Verilen Metin =>
+++

Devlet-i Aliyye’mizin bütün şehir’lerinde, (Memâlik-i Osmaniye)’nin bütün şehirlerinde ve Osmanlı İslâmbol’unda (İstanbul’da), Mahalle merkezli bir teşkilat yapılanması vardı. Mahalle’nin merkezinde, Cum’a ve bayram namazlarının, bütün mahalle sâkinlerinin katılımıyla Cum’a ve bayram namazları kılınıyordu. Mahalle’de, nikahlar mahalle imamı tarafından kıyılıyor, evlenenlerin, doğanların, ölenlerin kayıtları, yine mahalle imamı tarafından tutuluyor, en kısa zamanda İstanbul Kadılığı’na bildiriliyordu. 
Mahalle’den birisi ticâri bir faaliyete başlıyorsa ya da bir başkasının yanında işe girmek istiyorsa, mahalle imamından bir “Hüsn-ü Hâl” tezkeresi almak zorundaydı. 
Mahalle’nin merkezî yerindeki bu cami’den başka, sağ’dan-sol’dan, dört bir taraftan her 500 metrelik mesâfelerde birer mescid bulunurdu. 
Bu mescid’lerde, vazifeli imam-müezzin-kayyım bulunmaz, mahalle halkından ehil olan birisi imam olur, bir başkası müezzin, mahalle genç’leri de mescidin diğer hizmetlerini görürdüler. 
Osmanlı İstanbul’u’nun, bu mimârî dokusu, maalesef günümüze kadar tam olarak intikal ettirilememişse de, ba’zı örnekleri halâ mevcud’dur. Fatih dönemiyle tarihlendirilen, dünya’nın en büyük kapalı alanlı alış-veriş merkezi olan İstanbul Kapalıçarşı’nın, hemen çevresinde, Beyâzıd, Mercan Yokuşunda, Fuatpaşa Cami’î, Hacıküçük Cami’i, Mahmudpaşa, Nuruosmaniye, Gazi Atikalipaşa, Çorlulu Alipaşa Cami’i gibi, Selâtîn ve Vezir Cami’i’leri bulunmasına rağmen, çarşı’nın içinde ve hemen yan duvarlarına bitişik mescid’ler de mevcud idi. 
İstanbul’un Ticaret Merkezi, Sultanhamam ve Tahtakale civarındaki bütün büyük hanların içinde ve çok yakınlarında mescid’ler vardı. Vâlide Han, Büyük Vâlide Han gibi han’ların mescid’leri hala da vardır. 
- Bünyesinde mescid bulunan, son han örnekleri, Mısır Çarşısı’nın hemen arkasında, Çiçek Pazar’ında, Kayserili, meşhûr camcı, Merhûm Hacı Refik Bürüngüz tarafından yaptırılan, “Bürüngüz”, Hanı ile, Sirkeci’deki meşhûr “Konyalı”, olarak bilinen, Konya Lezzet Lokantası’nın da bünyesinde bulunduğu, “Konyalı Hanı”dır.

+++

Satırlar =>

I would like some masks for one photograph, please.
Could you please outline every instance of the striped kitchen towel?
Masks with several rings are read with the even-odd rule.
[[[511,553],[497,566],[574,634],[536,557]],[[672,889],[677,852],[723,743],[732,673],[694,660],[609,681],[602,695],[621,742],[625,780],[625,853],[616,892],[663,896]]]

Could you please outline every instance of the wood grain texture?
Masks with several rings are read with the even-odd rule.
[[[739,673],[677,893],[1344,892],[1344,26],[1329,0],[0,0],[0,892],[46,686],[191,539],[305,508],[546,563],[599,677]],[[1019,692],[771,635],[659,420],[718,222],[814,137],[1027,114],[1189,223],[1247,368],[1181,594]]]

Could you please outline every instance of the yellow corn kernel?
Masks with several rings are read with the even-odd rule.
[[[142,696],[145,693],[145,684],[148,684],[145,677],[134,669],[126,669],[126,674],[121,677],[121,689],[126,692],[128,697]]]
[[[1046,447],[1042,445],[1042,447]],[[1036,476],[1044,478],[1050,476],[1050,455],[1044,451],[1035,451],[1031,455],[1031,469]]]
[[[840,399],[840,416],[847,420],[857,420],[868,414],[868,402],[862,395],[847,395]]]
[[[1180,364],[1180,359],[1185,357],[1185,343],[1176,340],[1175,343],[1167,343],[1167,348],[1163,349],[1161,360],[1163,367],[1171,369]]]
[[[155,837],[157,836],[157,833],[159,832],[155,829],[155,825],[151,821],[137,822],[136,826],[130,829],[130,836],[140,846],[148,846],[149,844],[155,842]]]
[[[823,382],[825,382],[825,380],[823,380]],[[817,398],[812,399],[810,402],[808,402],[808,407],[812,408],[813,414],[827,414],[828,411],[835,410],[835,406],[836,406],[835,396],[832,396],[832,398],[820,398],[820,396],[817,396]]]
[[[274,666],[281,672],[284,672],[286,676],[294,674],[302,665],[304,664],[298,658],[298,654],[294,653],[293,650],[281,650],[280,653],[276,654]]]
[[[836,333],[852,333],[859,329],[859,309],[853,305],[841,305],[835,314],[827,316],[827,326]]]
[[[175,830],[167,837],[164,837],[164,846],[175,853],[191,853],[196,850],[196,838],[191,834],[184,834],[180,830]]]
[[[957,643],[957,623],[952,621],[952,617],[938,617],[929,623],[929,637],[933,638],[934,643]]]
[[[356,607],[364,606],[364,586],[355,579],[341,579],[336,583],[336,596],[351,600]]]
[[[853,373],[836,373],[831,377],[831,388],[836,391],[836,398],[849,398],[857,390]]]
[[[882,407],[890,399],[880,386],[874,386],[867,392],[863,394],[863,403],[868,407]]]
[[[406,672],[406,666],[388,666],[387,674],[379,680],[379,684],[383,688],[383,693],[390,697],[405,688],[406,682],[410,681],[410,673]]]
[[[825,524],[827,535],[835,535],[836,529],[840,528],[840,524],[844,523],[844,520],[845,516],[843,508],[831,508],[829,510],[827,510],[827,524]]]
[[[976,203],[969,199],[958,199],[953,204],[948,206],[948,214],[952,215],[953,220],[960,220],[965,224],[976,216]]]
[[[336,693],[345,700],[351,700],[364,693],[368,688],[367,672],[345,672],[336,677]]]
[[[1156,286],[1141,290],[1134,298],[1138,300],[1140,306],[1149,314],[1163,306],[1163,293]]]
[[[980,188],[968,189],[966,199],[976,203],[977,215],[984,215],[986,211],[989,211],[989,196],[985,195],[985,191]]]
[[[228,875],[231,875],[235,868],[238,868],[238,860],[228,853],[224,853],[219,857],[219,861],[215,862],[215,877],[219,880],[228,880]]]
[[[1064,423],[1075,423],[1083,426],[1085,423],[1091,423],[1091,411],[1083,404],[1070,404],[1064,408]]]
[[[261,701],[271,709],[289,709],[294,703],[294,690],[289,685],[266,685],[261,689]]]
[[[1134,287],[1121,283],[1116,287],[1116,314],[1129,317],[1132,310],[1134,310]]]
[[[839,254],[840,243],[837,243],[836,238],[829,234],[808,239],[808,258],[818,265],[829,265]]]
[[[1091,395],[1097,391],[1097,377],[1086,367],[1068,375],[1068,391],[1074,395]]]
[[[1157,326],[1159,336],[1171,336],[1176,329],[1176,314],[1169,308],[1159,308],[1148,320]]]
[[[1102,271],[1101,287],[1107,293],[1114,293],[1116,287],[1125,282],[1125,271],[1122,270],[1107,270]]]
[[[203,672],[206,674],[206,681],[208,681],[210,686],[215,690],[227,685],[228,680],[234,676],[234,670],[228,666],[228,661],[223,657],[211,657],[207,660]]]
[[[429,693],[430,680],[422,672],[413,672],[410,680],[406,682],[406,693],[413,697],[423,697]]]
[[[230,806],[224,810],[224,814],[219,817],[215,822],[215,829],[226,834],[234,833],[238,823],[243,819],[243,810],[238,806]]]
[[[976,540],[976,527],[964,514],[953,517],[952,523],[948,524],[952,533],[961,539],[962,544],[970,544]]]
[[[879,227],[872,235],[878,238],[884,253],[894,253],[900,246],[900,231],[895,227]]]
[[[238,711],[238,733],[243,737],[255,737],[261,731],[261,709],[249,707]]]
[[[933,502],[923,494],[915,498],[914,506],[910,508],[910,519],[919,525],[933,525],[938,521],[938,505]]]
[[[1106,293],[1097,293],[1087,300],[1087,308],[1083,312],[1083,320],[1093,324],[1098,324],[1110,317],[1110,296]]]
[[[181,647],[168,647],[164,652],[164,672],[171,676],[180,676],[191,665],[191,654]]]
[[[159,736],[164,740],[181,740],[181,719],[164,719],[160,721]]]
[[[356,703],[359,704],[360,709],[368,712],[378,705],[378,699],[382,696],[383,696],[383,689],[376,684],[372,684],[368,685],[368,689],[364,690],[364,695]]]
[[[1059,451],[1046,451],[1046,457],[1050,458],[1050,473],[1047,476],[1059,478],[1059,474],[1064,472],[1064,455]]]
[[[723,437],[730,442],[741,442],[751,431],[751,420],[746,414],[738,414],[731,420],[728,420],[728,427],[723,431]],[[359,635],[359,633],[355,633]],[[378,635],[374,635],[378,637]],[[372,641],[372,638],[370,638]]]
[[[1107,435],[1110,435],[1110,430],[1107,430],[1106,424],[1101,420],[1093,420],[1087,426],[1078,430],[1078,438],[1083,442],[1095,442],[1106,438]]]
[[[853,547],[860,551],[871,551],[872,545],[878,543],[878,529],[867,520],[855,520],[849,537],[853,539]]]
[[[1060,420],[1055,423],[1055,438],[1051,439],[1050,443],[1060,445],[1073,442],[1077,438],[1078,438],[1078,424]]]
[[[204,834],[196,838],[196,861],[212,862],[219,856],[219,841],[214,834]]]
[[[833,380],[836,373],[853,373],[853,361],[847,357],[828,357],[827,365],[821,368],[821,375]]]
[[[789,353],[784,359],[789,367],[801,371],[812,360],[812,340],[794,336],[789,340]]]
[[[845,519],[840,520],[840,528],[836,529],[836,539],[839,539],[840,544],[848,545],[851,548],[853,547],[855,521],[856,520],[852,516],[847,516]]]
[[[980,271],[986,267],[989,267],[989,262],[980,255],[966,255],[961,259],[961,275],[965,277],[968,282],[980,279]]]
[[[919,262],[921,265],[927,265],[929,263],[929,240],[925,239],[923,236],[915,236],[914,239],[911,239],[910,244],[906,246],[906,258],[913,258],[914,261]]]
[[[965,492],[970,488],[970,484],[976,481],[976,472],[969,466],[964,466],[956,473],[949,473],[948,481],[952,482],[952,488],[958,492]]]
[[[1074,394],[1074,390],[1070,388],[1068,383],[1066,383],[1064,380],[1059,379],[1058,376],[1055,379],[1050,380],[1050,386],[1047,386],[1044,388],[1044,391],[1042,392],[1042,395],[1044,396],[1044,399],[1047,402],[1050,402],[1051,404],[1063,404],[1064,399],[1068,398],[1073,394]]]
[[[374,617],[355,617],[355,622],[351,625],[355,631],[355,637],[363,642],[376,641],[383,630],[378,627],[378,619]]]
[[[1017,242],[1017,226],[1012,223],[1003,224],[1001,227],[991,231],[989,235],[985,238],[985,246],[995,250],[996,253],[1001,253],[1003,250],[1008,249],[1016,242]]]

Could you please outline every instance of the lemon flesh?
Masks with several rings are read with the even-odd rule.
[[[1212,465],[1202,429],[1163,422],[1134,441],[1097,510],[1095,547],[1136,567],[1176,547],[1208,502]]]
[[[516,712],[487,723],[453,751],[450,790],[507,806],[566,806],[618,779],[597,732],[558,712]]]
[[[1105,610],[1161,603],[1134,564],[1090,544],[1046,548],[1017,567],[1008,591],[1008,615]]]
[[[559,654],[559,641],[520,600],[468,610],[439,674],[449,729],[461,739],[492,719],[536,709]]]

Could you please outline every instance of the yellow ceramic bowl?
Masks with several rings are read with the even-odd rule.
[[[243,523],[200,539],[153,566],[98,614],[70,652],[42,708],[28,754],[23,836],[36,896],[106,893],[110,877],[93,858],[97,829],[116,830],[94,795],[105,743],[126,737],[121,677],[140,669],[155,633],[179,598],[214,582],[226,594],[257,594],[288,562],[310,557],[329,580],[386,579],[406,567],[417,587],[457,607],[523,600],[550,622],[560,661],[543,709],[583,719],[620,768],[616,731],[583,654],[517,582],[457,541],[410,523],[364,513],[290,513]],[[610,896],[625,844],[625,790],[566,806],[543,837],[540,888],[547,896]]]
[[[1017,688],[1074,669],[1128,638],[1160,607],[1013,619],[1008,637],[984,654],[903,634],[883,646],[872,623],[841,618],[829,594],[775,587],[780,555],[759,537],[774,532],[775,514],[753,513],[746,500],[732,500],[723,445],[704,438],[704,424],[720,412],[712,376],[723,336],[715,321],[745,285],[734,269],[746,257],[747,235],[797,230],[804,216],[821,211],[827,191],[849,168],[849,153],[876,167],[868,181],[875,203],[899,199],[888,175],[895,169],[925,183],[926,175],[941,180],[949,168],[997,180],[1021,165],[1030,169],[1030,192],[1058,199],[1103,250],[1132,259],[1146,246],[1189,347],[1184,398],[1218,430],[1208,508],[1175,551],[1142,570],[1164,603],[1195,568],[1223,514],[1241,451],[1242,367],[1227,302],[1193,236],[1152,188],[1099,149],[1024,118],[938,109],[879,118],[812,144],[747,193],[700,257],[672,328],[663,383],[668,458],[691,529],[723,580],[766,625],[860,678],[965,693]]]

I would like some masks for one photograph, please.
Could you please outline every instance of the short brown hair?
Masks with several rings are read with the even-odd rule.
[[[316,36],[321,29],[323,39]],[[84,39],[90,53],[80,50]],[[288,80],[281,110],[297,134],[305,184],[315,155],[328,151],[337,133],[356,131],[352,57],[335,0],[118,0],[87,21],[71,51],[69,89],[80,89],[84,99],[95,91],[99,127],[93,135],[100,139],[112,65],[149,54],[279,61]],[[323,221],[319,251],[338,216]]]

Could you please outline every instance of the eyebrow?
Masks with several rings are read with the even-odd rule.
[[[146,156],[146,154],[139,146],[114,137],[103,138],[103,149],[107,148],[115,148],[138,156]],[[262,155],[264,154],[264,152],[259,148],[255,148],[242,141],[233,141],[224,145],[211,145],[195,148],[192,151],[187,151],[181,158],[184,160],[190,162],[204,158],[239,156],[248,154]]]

+++

Görevler =>
1. Aşağıdaki ifadelerin mahalle metniyle uyuşup uyuşmadığını belirtin. Her biri için evet ya da hayır deyin ve karar veren sözleri metinden aynen alıntılayın: (a) Nikahları mahalle imamı kıyardı. (b) Mescitlerde vazifeli bir imam bulunurdu. (c) Ticari bir faaliyete başlayan kişi tezkereyi İstanbul Kadılığı'ndan almak zorundaydı.
2. Lütfen satırlardan "every" kelimesini içerenlerin hepsini toplayın. Büyük-küçük harf ayrımı gözetilir.

Her Görevin Çözümü =>
1.
(a) Evet: "nikahlar mahalle imamı tarafından kıyılıyor"
(b) Hayır: "Bu mescid’lerde, vazifeli imam-müezzin-kayyım bulunmaz"
(c) Hayır: "mahalle imamından bir “Hüsn-ü Hâl” tezkeresi almak zorundaydı"

2.
Could you please outline every instance of the striped kitchen towel?
Could you please outline every instance of the wood grain texture?
Could you please outline every instance of the yellow corn kernel?
Could you please outline every instance of the lemon flesh?
Could you please outline every instance of the yellow ceramic bowl?
Could you please outline every instance of the short brown hair?
Could you please outline every instance of the eyebrow?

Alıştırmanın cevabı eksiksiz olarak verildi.